Problem to solve.
The records that follow are to be repeated in full, with no pictures retained.

━━━━━ Given information ━━━━━

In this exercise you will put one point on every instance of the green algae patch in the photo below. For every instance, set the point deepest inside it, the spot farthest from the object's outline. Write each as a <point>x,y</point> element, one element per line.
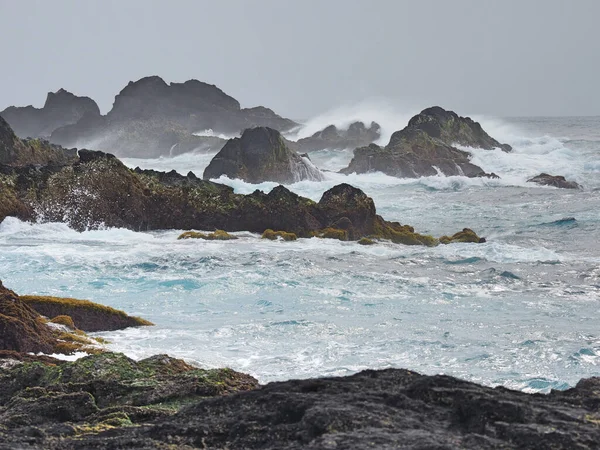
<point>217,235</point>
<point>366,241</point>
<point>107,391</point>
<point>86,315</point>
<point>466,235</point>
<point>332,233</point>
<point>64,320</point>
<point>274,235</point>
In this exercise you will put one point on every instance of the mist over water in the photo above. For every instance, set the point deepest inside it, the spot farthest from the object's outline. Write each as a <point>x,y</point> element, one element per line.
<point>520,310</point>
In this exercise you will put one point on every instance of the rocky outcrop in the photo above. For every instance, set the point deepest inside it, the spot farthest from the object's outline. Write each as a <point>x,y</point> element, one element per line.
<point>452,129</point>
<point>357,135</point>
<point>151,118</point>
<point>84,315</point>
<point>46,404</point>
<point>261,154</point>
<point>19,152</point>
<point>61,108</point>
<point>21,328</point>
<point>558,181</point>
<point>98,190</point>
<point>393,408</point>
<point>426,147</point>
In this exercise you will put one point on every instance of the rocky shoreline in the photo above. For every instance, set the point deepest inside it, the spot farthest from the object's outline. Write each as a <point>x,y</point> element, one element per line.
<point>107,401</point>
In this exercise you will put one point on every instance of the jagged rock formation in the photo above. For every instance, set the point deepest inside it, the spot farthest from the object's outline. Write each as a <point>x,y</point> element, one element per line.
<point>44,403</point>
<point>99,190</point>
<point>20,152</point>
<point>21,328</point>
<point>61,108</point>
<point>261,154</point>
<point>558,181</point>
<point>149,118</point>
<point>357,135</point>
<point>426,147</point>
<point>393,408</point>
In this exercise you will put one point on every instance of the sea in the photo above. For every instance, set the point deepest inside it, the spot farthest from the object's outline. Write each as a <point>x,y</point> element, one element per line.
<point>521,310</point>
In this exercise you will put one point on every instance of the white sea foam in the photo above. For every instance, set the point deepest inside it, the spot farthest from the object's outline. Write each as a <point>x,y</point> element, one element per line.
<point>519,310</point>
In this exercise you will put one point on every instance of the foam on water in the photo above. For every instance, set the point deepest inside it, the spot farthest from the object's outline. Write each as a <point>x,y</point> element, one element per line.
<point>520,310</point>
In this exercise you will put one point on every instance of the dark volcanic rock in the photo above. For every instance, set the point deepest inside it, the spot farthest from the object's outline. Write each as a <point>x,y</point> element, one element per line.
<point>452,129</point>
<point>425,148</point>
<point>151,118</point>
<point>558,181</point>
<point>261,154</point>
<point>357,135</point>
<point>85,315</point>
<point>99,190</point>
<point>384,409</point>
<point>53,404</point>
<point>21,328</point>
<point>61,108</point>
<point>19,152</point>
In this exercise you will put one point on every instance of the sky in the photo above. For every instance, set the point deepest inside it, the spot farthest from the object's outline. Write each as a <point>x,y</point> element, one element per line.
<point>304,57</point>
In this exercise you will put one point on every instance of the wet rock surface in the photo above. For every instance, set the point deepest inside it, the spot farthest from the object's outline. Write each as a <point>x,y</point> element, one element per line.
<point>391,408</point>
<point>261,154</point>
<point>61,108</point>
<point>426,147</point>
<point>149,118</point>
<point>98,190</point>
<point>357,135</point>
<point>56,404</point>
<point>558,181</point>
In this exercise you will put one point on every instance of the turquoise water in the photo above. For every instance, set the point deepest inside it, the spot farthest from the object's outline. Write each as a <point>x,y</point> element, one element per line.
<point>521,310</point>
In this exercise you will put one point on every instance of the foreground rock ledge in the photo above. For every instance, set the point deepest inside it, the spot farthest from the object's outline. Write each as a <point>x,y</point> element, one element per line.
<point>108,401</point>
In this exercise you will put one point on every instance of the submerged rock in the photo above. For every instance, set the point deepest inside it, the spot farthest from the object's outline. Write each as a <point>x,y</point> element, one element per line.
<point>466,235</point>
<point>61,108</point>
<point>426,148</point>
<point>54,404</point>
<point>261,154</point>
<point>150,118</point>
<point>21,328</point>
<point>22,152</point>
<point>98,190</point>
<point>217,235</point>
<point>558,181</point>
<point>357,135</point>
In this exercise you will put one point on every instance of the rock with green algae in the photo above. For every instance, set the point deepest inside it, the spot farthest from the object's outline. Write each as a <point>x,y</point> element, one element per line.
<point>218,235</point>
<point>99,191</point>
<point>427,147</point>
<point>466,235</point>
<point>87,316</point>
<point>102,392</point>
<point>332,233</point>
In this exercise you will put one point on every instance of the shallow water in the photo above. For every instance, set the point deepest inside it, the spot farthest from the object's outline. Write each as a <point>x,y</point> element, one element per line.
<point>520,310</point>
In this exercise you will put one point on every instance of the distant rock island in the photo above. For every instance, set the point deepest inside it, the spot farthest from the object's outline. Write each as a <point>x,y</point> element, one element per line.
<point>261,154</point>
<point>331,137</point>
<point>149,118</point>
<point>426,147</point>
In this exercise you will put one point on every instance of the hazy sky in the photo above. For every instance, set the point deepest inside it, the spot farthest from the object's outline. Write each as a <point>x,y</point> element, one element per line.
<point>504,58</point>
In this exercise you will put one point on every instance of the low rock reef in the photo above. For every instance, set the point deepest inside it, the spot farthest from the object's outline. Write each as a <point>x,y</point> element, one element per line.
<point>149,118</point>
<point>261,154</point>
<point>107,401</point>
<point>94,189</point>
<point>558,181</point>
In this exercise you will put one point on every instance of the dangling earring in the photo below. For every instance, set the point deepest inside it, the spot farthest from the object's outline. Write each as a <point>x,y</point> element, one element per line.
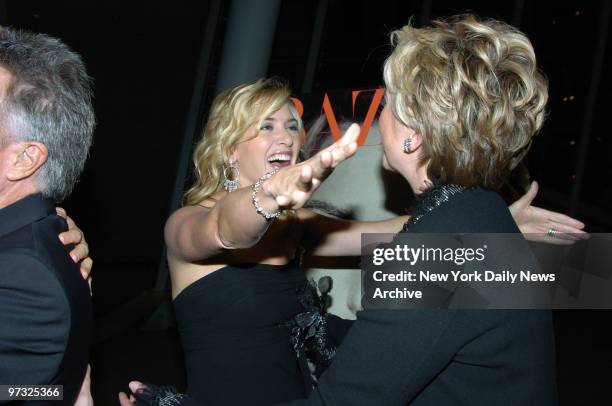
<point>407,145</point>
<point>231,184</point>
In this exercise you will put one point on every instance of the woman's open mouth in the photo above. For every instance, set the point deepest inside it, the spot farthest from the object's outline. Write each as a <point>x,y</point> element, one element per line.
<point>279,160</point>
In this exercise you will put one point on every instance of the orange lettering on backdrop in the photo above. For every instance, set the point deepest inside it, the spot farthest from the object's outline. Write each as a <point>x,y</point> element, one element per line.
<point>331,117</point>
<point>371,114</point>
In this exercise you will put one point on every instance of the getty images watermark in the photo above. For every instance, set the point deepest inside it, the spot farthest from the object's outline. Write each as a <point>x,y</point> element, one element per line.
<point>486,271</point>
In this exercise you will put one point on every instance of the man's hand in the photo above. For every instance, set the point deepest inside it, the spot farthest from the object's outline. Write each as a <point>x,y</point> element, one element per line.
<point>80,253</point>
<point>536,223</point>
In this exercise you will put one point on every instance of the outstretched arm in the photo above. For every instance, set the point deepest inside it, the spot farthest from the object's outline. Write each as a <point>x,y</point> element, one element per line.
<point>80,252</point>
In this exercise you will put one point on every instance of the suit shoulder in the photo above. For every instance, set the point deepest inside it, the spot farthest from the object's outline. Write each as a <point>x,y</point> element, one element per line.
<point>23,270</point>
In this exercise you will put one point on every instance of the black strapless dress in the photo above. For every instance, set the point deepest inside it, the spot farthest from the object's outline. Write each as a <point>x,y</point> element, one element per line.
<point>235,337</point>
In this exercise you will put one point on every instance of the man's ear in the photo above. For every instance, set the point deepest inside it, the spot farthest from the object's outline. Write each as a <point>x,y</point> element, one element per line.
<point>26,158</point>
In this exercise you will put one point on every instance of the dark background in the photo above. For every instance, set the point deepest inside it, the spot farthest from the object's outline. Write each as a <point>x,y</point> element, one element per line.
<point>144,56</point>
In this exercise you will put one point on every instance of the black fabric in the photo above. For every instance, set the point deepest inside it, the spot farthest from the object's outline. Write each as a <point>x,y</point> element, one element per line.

━━━━━

Problem solution.
In this exercise you will put one point on every instance of the green algae patch in the photo below. For every instance, set the point deepest inside it, the spot farthest from the object's outline. Write each as a <point>x,y</point> element, one element per line.
<point>217,235</point>
<point>366,241</point>
<point>107,391</point>
<point>86,315</point>
<point>466,235</point>
<point>332,233</point>
<point>64,320</point>
<point>274,235</point>
In this exercise you will put one point on every instance of the mist over water in the photo above. For every instance, set the point deepest inside it, the spot farthest from the object's outline. Write each as a <point>x,y</point> element, one element per line.
<point>520,310</point>
In this exercise you will put one point on every instance of the rocky outcrop in the photo above. For every instance, set the point deepest inside it, the spot farthest from the object's outline. Write each as a <point>x,y</point> element, one element per line.
<point>452,129</point>
<point>357,135</point>
<point>151,118</point>
<point>84,315</point>
<point>46,404</point>
<point>261,154</point>
<point>19,152</point>
<point>61,108</point>
<point>21,328</point>
<point>558,181</point>
<point>98,190</point>
<point>393,408</point>
<point>426,147</point>
In this exercise you will put one point on every instance of the rocky shoreline in the photo above. For every instance, set the point deepest inside it, the spot farthest from the object's outline. Write each as a <point>x,y</point> element, one element per line.
<point>107,401</point>
In this exercise you will put one point on every instance of the jagged rock formation in the photo above. For every instance, set the point deepest inside it, the spot farthest from the object's outline. Write each as a <point>x,y</point> element, one element per line.
<point>44,403</point>
<point>99,190</point>
<point>20,152</point>
<point>21,328</point>
<point>61,108</point>
<point>261,154</point>
<point>558,181</point>
<point>149,118</point>
<point>357,135</point>
<point>426,147</point>
<point>393,408</point>
In this exercise you will put one point on every instance of the sea in the photo above. For every instance, set the point deepest inside it, the spot farthest from the object's outline. Write each as a <point>x,y</point> element, one element per line.
<point>521,310</point>
In this exercise you will put one point on every instance of the white sea foam in the photo above. For every instance, set the point deepest inside it, the spot farthest from the object's outline. Write each as a <point>x,y</point> element, one element per line.
<point>519,310</point>
In this exercise you will put one point on every instance of the foam on water in the photo above. For every instance, set the point deepest inside it, the spot farthest from the object's outline. Write each as a <point>x,y</point> element, one element per line.
<point>520,310</point>
In this exercise you will put one point on every instance of the dark volcanic rock in the photo above. For every instance, set the point deepest inside it, the spot farthest from the object's outline. Write each as a <point>x,y</point> element, one element per line.
<point>452,129</point>
<point>425,148</point>
<point>151,118</point>
<point>558,181</point>
<point>261,154</point>
<point>357,135</point>
<point>85,315</point>
<point>99,190</point>
<point>384,409</point>
<point>53,404</point>
<point>21,328</point>
<point>61,108</point>
<point>19,152</point>
In this exercise you will put one point on every instance of the sky in the photo above. For every instance, set the point deepest inside it, the spot farthest from the object's outline. Write each as a <point>x,y</point> element, one element per line.
<point>304,57</point>
In this exercise you will put one point on every instance of the wet rock surface in the photo above. For every instance, set the point deepest inside it, the spot farthest from the object's outline. Write each as a <point>x,y</point> element, one element per line.
<point>391,408</point>
<point>261,154</point>
<point>61,108</point>
<point>426,147</point>
<point>149,118</point>
<point>98,190</point>
<point>357,135</point>
<point>56,404</point>
<point>558,181</point>
In this exercise you will put one point on every instance of the turquoise water in the photo above. For every instance, set the point deepest inside it, the spot farthest from the object's outline. Write each as a <point>x,y</point> element, one element per line.
<point>521,310</point>
In this exercise you will put one point on every instance of the foreground rock ledge in the photo above. For every instance, set the point deepest inside it, the spot farthest from the object's outline. Write each as a <point>x,y</point> element, one element per line.
<point>108,401</point>
In this exercise you will put one point on every instance of the submerged rock in the photo above. For every instance, set the point deepest inside it, the spot farthest from the object's outline. Write each as a <point>x,y</point> element, one element per line.
<point>466,235</point>
<point>61,108</point>
<point>426,148</point>
<point>54,404</point>
<point>261,154</point>
<point>150,118</point>
<point>21,328</point>
<point>22,152</point>
<point>98,190</point>
<point>217,235</point>
<point>558,181</point>
<point>357,135</point>
In this exercise you will put one point on every instance of the rock with green algae in the photo above. For every instance, set the point deepest inside it, the spot farthest from the object's outline. Write each as a <point>x,y</point> element, one element per line.
<point>218,235</point>
<point>99,191</point>
<point>427,147</point>
<point>466,235</point>
<point>87,316</point>
<point>102,392</point>
<point>332,233</point>
In this exercise you will put one point on every instance of the shallow water in the photo above. For every instance, set the point deepest inside it, the spot farthest from the object's outline. Write each as a <point>x,y</point> element, one element per line.
<point>520,310</point>
In this exercise you will put one point on every instance of the distant rock island in the photo above. For every instance, set the point deepest inside it, the spot farthest from the object's outline. Write each as a <point>x,y</point> element, one element per line.
<point>261,154</point>
<point>331,137</point>
<point>149,118</point>
<point>426,147</point>
In this exercise you will put one point on every instance of the hazy sky in the photo above. For every instance, set the point deepest inside it, the spot farthest from the object's outline. Write each as a <point>x,y</point> element, one element per line.
<point>504,58</point>
In this exercise you will put one point on every instance of the low rock reef in the photo above. For every instance, set the point deepest inside it, the spot farthest from the object's outline. Write each as a <point>x,y</point> element, one element per line.
<point>149,118</point>
<point>261,154</point>
<point>107,401</point>
<point>94,189</point>
<point>558,181</point>
In this exercise you will put one point on every instance of the dangling earring in the photo below. For every instance, set the point deepest inside it, the spot farthest from the object's outline. Write each as a <point>x,y</point> element, one element per line.
<point>407,145</point>
<point>231,184</point>
In this exercise you will put one point on every instance of the woman's open mouth in the photo above. For every instance, set the point deepest inside it, the spot farthest from the object's outline. Write each as a <point>x,y</point> element, one element per line.
<point>279,160</point>
In this exercise you will put one point on every instance of the orange lettering on backdrop in the photo above. For every instance, set the point deepest inside it, the spot farthest from the object's outline. Write each as a <point>x,y</point> element, one element per line.
<point>331,117</point>
<point>371,114</point>
In this exercise you will put one point on every instance of the getty images watermark in the photo above. For every instance, set the point deepest inside it, the spot farthest from the object's outline. Write each as a <point>x,y</point> element, one element per line.
<point>486,271</point>
In this exercise you will put one point on every instance of the man's hand in the photo above. For every instance, set the point deepest inside it, the spot farthest from the object's outline. Write each as a <point>x,y</point> element, one element per line.
<point>80,253</point>
<point>536,223</point>
In this exercise you will put one point on every instance of the outstretched arm in the photo above. For every instance, set the point deepest inside it, the spot farthest from the object's outline. Write each as a <point>x,y</point> element, one element per line.
<point>80,252</point>
In this exercise you will put one point on every instance of the suit shoulder in the photo above. For every instance, set the point deepest inside it, the spot farthest from the object's outline. Write each as a <point>x,y</point> element, one element per line.
<point>23,270</point>
In this exercise you will put one point on every instance of the black strapless dress in the photo above. For every instance, set the point deepest inside it, the spot farthest from the object's outline. Write each as a <point>x,y</point> element, one element per line.
<point>235,337</point>
In this exercise you will put one point on every instance of the man's ear in the photo above. For every instance, set the point deepest inside it, the spot farthest from the object's outline. Write each as a <point>x,y</point> element, one element per line.
<point>26,158</point>
In this exercise you will put one point on every instance of the dark background in the photo above. For every instance, set the point deepest inside it, the spot farthest from the object's outline. Write each as a <point>x,y</point> element, one element per line.
<point>144,56</point>
In this exercise you will put one point on every instance of the black fabric in the photo above. For every instance, set the point deepest inside it, the spot farthest from the object's outline. Write each as a <point>x,y</point> element, one element per line.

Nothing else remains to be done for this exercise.